**TASK TO CARRY OUT**
Format everything from the line containing "Per the spec, the" down to the end of the records as a JSON list of strings, one string per line, with blank lines omitted and pictures left out.

**** RECORD EXTRACTS

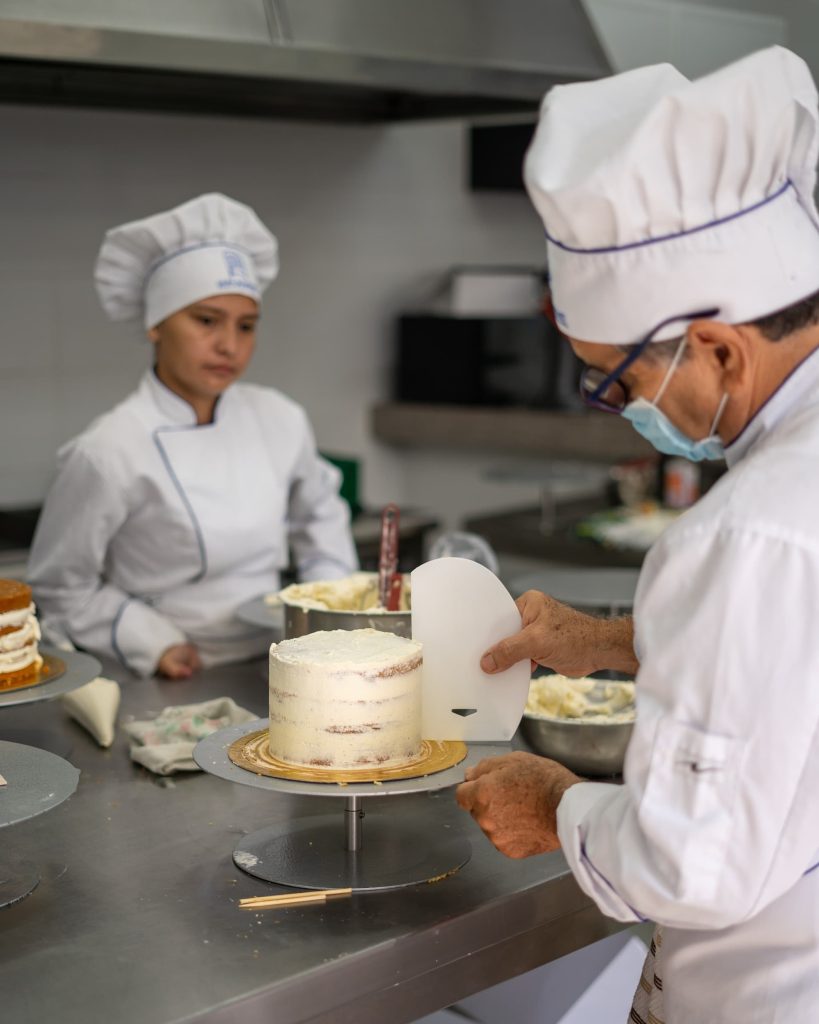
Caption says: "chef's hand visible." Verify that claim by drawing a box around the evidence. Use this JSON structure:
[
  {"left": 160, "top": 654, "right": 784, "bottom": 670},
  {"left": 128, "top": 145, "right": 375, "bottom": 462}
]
[
  {"left": 157, "top": 643, "right": 202, "bottom": 679},
  {"left": 456, "top": 751, "right": 581, "bottom": 858},
  {"left": 480, "top": 590, "right": 639, "bottom": 679}
]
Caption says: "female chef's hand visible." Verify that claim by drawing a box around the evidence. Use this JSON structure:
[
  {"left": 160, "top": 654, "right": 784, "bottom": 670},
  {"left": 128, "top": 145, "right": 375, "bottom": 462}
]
[
  {"left": 157, "top": 643, "right": 202, "bottom": 679},
  {"left": 456, "top": 751, "right": 581, "bottom": 858},
  {"left": 480, "top": 590, "right": 639, "bottom": 679}
]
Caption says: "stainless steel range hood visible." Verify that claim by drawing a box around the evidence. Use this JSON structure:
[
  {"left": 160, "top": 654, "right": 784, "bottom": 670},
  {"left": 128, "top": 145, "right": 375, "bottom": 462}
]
[{"left": 0, "top": 0, "right": 609, "bottom": 122}]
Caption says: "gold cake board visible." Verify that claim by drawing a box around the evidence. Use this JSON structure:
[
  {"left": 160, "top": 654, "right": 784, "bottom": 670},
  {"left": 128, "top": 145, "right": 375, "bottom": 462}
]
[{"left": 227, "top": 729, "right": 467, "bottom": 784}]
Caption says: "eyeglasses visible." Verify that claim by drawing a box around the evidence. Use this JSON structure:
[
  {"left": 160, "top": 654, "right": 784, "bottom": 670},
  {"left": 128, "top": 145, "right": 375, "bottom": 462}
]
[{"left": 580, "top": 307, "right": 720, "bottom": 415}]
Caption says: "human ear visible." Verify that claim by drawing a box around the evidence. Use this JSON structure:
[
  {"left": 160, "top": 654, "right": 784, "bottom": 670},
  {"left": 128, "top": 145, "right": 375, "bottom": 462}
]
[{"left": 688, "top": 321, "right": 752, "bottom": 394}]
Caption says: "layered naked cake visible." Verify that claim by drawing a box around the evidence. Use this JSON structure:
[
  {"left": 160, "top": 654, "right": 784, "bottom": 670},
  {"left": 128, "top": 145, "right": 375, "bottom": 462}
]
[
  {"left": 269, "top": 630, "right": 421, "bottom": 769},
  {"left": 0, "top": 580, "right": 43, "bottom": 689}
]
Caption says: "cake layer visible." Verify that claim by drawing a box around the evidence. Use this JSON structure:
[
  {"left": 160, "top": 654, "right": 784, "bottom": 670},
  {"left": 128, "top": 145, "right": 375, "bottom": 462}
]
[
  {"left": 0, "top": 580, "right": 32, "bottom": 610},
  {"left": 0, "top": 580, "right": 43, "bottom": 686},
  {"left": 269, "top": 630, "right": 421, "bottom": 768}
]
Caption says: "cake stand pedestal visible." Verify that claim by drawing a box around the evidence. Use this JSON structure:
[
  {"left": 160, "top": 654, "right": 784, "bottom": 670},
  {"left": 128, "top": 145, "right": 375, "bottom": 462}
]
[
  {"left": 0, "top": 739, "right": 80, "bottom": 907},
  {"left": 193, "top": 719, "right": 510, "bottom": 892},
  {"left": 0, "top": 644, "right": 100, "bottom": 758}
]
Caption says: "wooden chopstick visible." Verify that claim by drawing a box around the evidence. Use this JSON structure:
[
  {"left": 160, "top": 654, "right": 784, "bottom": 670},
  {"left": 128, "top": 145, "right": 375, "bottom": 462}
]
[{"left": 239, "top": 889, "right": 352, "bottom": 910}]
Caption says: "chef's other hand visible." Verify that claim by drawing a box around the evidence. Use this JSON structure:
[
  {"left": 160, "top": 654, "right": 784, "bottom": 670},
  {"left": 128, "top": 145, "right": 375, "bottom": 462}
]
[
  {"left": 157, "top": 643, "right": 202, "bottom": 679},
  {"left": 480, "top": 590, "right": 604, "bottom": 678},
  {"left": 456, "top": 751, "right": 580, "bottom": 858}
]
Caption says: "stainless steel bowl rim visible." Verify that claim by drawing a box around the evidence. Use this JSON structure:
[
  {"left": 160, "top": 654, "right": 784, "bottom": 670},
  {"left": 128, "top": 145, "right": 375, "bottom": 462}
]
[
  {"left": 282, "top": 598, "right": 411, "bottom": 618},
  {"left": 523, "top": 711, "right": 637, "bottom": 729}
]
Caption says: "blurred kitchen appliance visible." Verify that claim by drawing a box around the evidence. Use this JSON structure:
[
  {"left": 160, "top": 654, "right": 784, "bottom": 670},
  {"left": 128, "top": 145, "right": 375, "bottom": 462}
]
[
  {"left": 393, "top": 313, "right": 580, "bottom": 409},
  {"left": 469, "top": 119, "right": 536, "bottom": 191}
]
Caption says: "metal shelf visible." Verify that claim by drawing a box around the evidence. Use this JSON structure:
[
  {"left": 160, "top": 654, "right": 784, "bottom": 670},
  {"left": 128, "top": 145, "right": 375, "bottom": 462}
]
[{"left": 372, "top": 402, "right": 655, "bottom": 462}]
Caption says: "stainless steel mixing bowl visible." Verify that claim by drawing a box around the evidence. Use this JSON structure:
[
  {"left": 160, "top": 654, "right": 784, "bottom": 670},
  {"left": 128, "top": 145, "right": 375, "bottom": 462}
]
[
  {"left": 283, "top": 601, "right": 413, "bottom": 640},
  {"left": 521, "top": 715, "right": 634, "bottom": 776}
]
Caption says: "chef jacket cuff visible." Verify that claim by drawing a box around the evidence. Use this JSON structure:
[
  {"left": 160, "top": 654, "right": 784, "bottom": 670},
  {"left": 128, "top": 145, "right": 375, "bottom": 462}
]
[
  {"left": 111, "top": 598, "right": 187, "bottom": 676},
  {"left": 557, "top": 782, "right": 646, "bottom": 921}
]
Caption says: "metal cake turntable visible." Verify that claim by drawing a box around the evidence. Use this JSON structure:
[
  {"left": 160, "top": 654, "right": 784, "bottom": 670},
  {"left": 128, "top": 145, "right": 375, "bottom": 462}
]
[
  {"left": 193, "top": 719, "right": 510, "bottom": 892},
  {"left": 0, "top": 739, "right": 80, "bottom": 907},
  {"left": 0, "top": 645, "right": 100, "bottom": 907},
  {"left": 0, "top": 644, "right": 100, "bottom": 757}
]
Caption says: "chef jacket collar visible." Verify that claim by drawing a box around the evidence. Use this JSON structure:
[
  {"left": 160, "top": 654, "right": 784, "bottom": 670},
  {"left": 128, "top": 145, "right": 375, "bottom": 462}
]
[
  {"left": 725, "top": 348, "right": 819, "bottom": 469},
  {"left": 142, "top": 369, "right": 230, "bottom": 427}
]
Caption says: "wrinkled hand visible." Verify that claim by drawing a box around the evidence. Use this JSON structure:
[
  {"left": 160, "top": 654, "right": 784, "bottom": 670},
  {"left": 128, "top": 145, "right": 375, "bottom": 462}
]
[
  {"left": 480, "top": 590, "right": 600, "bottom": 677},
  {"left": 157, "top": 643, "right": 202, "bottom": 679},
  {"left": 480, "top": 590, "right": 639, "bottom": 679},
  {"left": 456, "top": 751, "right": 581, "bottom": 858}
]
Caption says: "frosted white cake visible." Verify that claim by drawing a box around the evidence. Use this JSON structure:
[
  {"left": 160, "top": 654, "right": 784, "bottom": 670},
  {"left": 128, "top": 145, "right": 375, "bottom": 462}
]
[{"left": 269, "top": 630, "right": 422, "bottom": 768}]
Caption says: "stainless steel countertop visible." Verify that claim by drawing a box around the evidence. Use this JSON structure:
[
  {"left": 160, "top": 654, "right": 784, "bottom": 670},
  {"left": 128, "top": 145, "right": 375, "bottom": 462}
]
[{"left": 0, "top": 662, "right": 619, "bottom": 1024}]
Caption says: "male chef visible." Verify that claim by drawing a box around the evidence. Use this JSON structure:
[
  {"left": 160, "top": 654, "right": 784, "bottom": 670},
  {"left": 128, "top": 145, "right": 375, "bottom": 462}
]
[{"left": 458, "top": 47, "right": 819, "bottom": 1024}]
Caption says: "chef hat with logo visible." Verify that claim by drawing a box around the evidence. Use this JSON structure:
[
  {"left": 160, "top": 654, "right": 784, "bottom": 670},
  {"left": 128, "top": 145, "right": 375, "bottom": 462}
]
[
  {"left": 524, "top": 46, "right": 819, "bottom": 344},
  {"left": 94, "top": 193, "right": 278, "bottom": 328}
]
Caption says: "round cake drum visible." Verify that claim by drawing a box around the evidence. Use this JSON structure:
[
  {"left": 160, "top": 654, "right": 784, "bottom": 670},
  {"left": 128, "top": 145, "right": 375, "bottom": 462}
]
[
  {"left": 227, "top": 729, "right": 467, "bottom": 783},
  {"left": 0, "top": 654, "right": 66, "bottom": 693}
]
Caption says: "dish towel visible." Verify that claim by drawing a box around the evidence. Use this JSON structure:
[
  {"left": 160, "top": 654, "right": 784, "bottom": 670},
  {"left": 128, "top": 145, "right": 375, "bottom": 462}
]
[
  {"left": 125, "top": 697, "right": 252, "bottom": 775},
  {"left": 629, "top": 925, "right": 665, "bottom": 1024}
]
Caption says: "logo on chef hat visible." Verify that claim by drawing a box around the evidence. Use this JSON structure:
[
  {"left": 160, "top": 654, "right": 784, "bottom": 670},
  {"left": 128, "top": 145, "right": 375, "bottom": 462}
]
[{"left": 219, "top": 249, "right": 258, "bottom": 292}]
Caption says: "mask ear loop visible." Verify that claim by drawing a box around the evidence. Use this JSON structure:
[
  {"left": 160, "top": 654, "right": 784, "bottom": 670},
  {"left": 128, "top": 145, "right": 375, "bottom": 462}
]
[
  {"left": 708, "top": 391, "right": 730, "bottom": 437},
  {"left": 651, "top": 334, "right": 688, "bottom": 409}
]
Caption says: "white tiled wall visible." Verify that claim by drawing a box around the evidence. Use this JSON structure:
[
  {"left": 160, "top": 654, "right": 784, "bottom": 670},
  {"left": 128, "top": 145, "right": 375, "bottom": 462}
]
[{"left": 0, "top": 106, "right": 544, "bottom": 521}]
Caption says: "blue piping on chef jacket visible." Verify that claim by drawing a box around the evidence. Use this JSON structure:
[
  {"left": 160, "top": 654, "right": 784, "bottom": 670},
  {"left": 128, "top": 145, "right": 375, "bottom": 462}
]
[
  {"left": 153, "top": 427, "right": 208, "bottom": 583},
  {"left": 111, "top": 597, "right": 138, "bottom": 675},
  {"left": 545, "top": 178, "right": 793, "bottom": 255}
]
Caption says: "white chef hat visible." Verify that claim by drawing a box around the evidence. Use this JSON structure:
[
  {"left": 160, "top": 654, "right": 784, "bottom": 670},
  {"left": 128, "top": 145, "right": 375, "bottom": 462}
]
[
  {"left": 524, "top": 46, "right": 819, "bottom": 344},
  {"left": 94, "top": 193, "right": 278, "bottom": 328}
]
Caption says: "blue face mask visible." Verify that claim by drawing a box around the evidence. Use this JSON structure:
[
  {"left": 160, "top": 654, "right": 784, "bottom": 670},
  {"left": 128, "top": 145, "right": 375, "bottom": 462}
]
[
  {"left": 621, "top": 338, "right": 728, "bottom": 462},
  {"left": 622, "top": 394, "right": 728, "bottom": 462}
]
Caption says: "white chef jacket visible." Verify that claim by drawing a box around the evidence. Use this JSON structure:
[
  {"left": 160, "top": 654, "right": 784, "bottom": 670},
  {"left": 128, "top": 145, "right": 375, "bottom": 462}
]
[
  {"left": 557, "top": 352, "right": 819, "bottom": 1024},
  {"left": 29, "top": 371, "right": 357, "bottom": 675}
]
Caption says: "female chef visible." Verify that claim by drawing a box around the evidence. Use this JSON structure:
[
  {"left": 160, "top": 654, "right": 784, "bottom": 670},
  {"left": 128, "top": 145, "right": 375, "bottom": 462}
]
[
  {"left": 29, "top": 194, "right": 356, "bottom": 678},
  {"left": 459, "top": 47, "right": 819, "bottom": 1024}
]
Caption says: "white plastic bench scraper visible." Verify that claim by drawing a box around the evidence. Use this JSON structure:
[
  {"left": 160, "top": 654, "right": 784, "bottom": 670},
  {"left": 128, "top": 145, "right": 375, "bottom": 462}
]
[{"left": 412, "top": 558, "right": 530, "bottom": 741}]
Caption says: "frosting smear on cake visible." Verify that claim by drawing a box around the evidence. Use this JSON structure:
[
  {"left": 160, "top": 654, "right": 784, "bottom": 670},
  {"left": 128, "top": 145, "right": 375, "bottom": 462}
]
[{"left": 269, "top": 629, "right": 422, "bottom": 769}]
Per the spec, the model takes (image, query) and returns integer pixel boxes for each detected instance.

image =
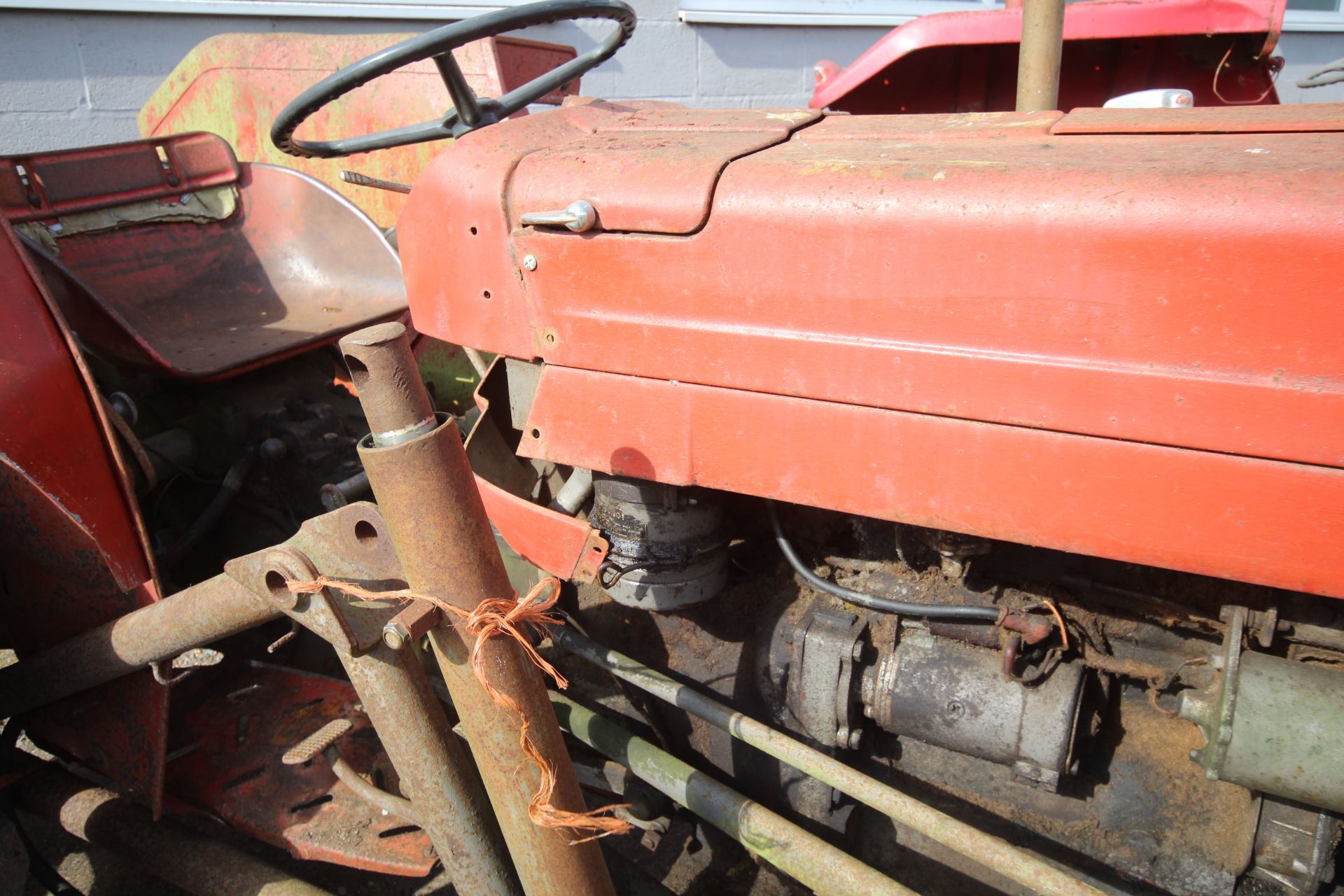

********

**TASK SOLUTION**
[
  "Per the spec, the model takes (image, query) and returns integer pixel boxes for each detected instance.",
  "image ="
]